Harap-harap cemas di akhir KTT Iklim COP 20

Uni Lubis

This is AI generated summarization, which may have errors. For context, always refer to the full article.

Harap-harap cemas di akhir KTT Iklim COP 20
Debat merumuskan teks akhir dari Pentagonito, Lima, masih berkutat soal komitmen pendanaan untuk adaptasi Perubahan Iklim. Niat baik berhadapan dengan kepentingan nasional.

“How many CoPs will it take for us to really see any tangible results? We have been going from CoP to CoP and every time we are given so many assurances, and expectations are raised, but the gaps are getting wider. “There has been a clear commitment of $100 billion a year but how are we really being offered? Even when they make those pledges, how do we know how much is going to materialize? There is no point of knowing that behind the wall there is a big source of funds available unless we can reach it. We are told it is there in a nice showcase, but we don’t get to meet it. We don’t get to access it. These are difficult issues for us.”

§ **YANG PERLU DIKERJAKAN**:
**1.** Tolong jawab tiga pertanyaan berikut dari artikel tentang KTT Iklim COP 20 di atas, dan beri tanda (a), (b), (c) pada jawaban:
(a) Di mana teks akhir diperdebatkan?
(b) Debat itu masih berkutat pada soal apa?
(c) Berapa besar komitmen dana per tahun yang disebut dalam kutipan berbahasa Inggris?
**2.** Lanjutkan artikel tentang KTT Iklim COP 20 di atas, mulai tepat setelah kalimat terakhirnya.

§ **CUPLIKAN DATA**:
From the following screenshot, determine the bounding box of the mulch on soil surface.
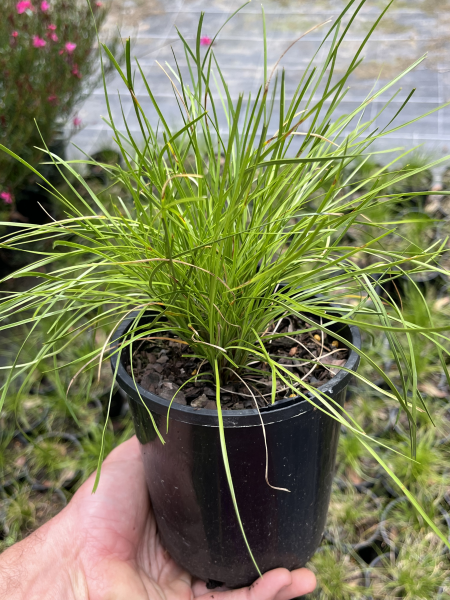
[124,317,349,410]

§ **JAWABAN AKHIR**:
**1.**
(a) Di Pentagonito, Lima.
(b) Komitmen pendanaan untuk adaptasi Perubahan Iklim.
(c) $100 miliar setahun ($100 billion a year).

**2.**
Kalimat di atas milik Ahmed Sareer, negosiator dari Maldives di konferensi perubahan iklim, COP 20, di Lima, Peru. Acara tahunan yang digelar sejak negara anggota Perserikatan Bangsa-Bangsa menyetujui Konvensi Kerangka PBB dalam Perubahan Iklim (UNFCCC) di KTT Bumi di Rio de Janeiro, 22 tahun lalu itu, berlangsung di Peru tanggal 1-12 Desember ini.  Saat tulisan ini dibuat, negosiasi final tengah berlangsung, molor beberapa jam dari jadwal awal.  

Kalimat Sareer dikutip dari laporan wartawan Guardian, Suzanne Goldenberg.

Banyak suara-suara pesimis datang dari kalangan penggiat kemasyarakatan dan negara berkembang yang mengikuti negosiasi draf pernyataan Lima. Draf dari COP 20 diharapkan menjadi bahan “siap teken” untuk COP 21 yang kan berlangsung di Paris, tahun depan. Tak heran jika KTT di Lima juga disebut “Climate Talk, From Lima To Paris”.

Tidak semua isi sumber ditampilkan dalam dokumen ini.